> TASK INPUTS

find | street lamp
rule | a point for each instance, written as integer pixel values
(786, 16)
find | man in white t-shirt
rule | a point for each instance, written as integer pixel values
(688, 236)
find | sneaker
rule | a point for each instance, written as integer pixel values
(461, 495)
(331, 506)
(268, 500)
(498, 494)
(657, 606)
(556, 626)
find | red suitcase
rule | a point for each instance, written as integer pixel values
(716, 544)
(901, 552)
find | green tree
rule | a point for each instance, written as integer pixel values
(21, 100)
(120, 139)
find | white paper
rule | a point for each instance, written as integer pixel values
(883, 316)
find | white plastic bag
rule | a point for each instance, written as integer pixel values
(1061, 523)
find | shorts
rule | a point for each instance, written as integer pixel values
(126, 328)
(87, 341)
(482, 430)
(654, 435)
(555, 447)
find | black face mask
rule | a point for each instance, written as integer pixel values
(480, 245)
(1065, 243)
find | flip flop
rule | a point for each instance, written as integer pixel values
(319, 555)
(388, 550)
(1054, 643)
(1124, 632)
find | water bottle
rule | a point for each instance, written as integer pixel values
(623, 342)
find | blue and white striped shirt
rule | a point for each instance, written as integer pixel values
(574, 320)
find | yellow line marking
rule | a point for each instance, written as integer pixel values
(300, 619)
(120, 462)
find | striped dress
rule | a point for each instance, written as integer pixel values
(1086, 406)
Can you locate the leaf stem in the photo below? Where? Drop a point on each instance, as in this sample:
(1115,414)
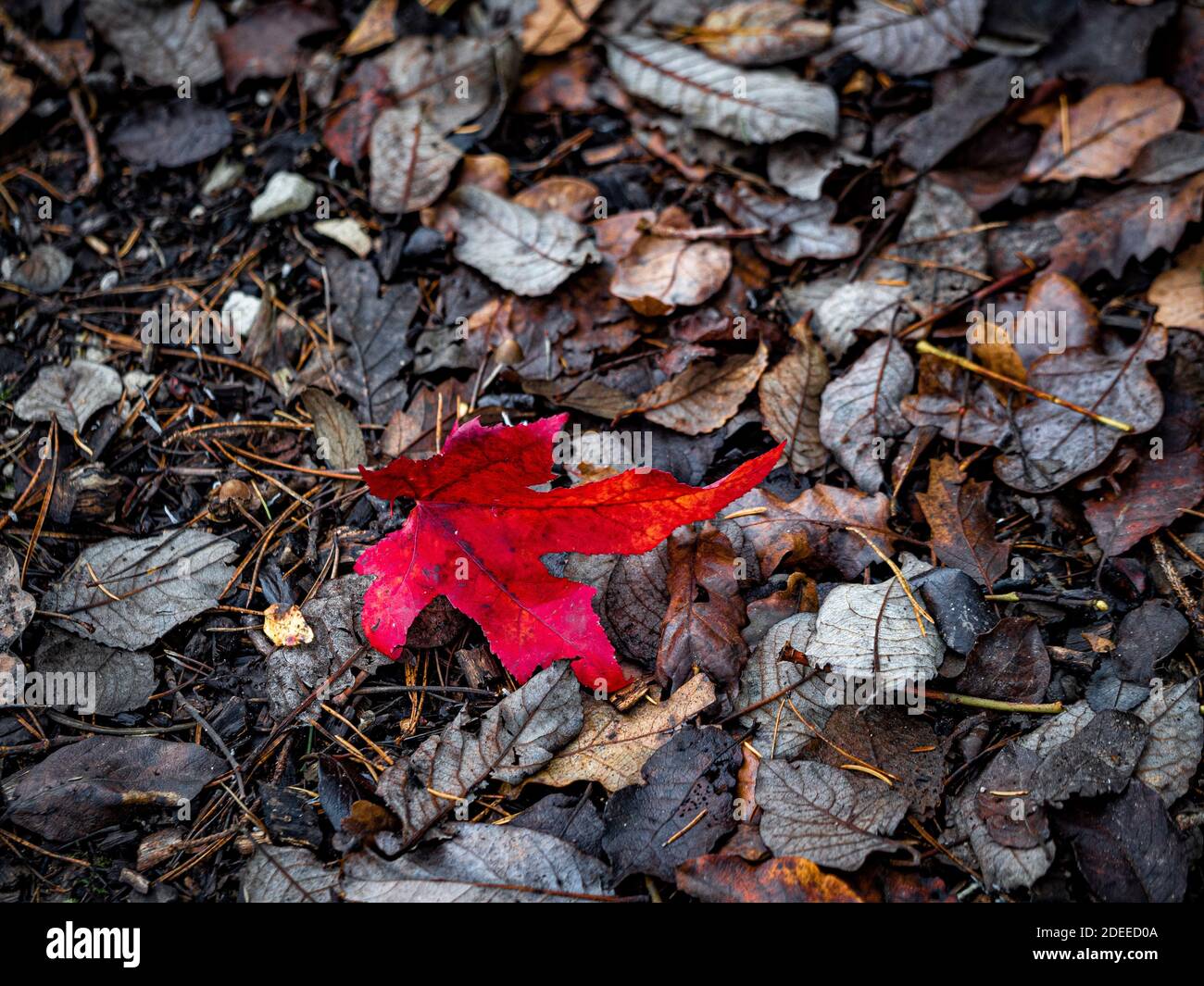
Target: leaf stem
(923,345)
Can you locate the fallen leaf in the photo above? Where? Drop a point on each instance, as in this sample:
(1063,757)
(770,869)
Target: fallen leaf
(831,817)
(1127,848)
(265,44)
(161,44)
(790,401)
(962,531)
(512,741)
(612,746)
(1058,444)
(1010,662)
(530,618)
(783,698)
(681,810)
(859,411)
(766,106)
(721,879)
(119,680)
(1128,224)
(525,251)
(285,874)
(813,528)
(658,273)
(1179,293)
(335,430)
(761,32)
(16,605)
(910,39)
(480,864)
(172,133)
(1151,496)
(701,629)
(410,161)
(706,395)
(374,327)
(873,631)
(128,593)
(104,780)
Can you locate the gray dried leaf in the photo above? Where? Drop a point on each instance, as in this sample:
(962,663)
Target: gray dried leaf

--

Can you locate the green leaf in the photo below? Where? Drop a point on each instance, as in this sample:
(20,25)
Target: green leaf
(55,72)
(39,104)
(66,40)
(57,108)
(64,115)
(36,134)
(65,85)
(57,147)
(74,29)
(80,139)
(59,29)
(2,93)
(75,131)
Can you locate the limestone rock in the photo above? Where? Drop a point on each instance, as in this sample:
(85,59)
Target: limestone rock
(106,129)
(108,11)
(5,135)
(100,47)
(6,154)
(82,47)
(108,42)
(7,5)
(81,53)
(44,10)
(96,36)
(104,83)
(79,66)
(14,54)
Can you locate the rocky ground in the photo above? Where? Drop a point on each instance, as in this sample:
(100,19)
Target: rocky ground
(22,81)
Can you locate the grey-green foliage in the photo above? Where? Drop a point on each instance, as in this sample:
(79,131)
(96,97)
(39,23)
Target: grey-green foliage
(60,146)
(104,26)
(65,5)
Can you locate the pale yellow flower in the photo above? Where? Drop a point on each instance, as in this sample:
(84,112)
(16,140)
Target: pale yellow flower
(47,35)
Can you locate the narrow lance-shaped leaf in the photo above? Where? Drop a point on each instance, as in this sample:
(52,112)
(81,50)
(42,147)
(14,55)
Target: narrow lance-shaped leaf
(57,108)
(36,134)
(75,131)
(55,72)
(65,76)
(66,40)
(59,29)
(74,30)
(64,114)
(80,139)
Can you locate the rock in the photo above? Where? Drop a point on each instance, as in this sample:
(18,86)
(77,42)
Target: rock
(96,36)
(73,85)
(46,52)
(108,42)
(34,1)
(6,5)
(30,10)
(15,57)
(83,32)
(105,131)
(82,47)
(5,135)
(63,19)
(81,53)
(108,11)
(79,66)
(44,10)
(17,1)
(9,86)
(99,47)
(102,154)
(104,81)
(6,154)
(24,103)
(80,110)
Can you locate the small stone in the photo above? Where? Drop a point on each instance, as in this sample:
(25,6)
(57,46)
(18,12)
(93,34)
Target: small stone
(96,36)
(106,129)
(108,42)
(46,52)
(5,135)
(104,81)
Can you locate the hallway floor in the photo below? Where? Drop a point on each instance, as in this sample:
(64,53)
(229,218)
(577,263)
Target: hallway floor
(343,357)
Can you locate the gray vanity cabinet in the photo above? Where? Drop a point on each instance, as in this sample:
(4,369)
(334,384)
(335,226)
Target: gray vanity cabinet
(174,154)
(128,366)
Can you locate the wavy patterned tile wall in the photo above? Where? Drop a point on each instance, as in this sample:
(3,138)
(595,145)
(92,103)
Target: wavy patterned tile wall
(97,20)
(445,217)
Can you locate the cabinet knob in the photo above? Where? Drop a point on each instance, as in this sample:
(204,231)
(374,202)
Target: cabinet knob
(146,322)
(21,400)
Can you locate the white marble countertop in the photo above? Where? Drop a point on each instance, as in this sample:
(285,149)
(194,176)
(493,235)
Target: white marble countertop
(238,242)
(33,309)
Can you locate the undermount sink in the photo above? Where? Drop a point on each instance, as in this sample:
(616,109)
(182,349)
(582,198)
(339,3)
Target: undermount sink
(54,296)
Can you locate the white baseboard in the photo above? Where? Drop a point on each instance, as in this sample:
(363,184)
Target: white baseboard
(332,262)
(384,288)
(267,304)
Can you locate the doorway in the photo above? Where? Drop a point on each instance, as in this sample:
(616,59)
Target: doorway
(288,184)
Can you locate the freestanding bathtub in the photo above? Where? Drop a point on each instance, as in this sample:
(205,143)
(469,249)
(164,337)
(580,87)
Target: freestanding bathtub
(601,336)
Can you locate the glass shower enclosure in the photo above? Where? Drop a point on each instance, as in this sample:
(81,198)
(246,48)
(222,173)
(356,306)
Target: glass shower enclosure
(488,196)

> YOUR INSTRUCTIONS
Return the entries above exactly, starting at the line that contains "find | green tree" and stopping after the line that contains "Target: gray dried leaf". Leave the pictures out of your answer.

> TASK RESULT
find | green tree
rule | a point for each instance, written as integer pixel values
(21, 100)
(120, 139)
find | white paper
rule | a point for each instance, written as integer pixel values
(883, 316)
find | white plastic bag
rule | a point for each instance, written as integer pixel values
(1061, 523)
find | shorts
rule | a point for each instance, written as integer pixel values
(126, 328)
(87, 341)
(482, 430)
(654, 435)
(555, 447)
find | black face mask
rule | a point for each instance, written as integer pixel values
(480, 245)
(1065, 243)
find | flip flop
rule | a point for each instance, written as integer pixel values
(319, 555)
(388, 550)
(1054, 643)
(1124, 632)
find | water bottle
rule | a point for each instance, written as integer pixel values
(623, 342)
find | blue and white striped shirt
rule | a point for each instance, written as integer pixel values
(574, 320)
find | yellow line marking
rule | a point for each instance, written as integer pixel values
(300, 619)
(120, 462)
find | striped dress
rule | a point for each instance, written as integer pixel values
(1086, 406)
Can you locate the leaf stem in the photo below? Where? Drop a point on each instance, as in this sample:
(1115,414)
Target: leaf stem
(923,345)
Can you locate the fallen leaf in the photo above? Where? Drop a point on each instance, as in this sample:
(1063,757)
(770,869)
Target: fallen leaf
(831,817)
(1127,848)
(265,44)
(161,44)
(790,401)
(962,531)
(512,741)
(612,746)
(1058,444)
(1010,662)
(530,618)
(783,698)
(681,810)
(859,411)
(766,106)
(721,879)
(119,680)
(1128,224)
(525,251)
(285,874)
(813,528)
(658,273)
(1179,293)
(335,430)
(761,32)
(16,605)
(910,39)
(480,864)
(172,133)
(1151,496)
(701,629)
(410,161)
(706,395)
(374,327)
(873,631)
(128,593)
(104,780)
Can you locate the gray dried leaf in the photo above? Where? Drop a point on each instance, as in this sample:
(962,663)
Target: gray dried leaf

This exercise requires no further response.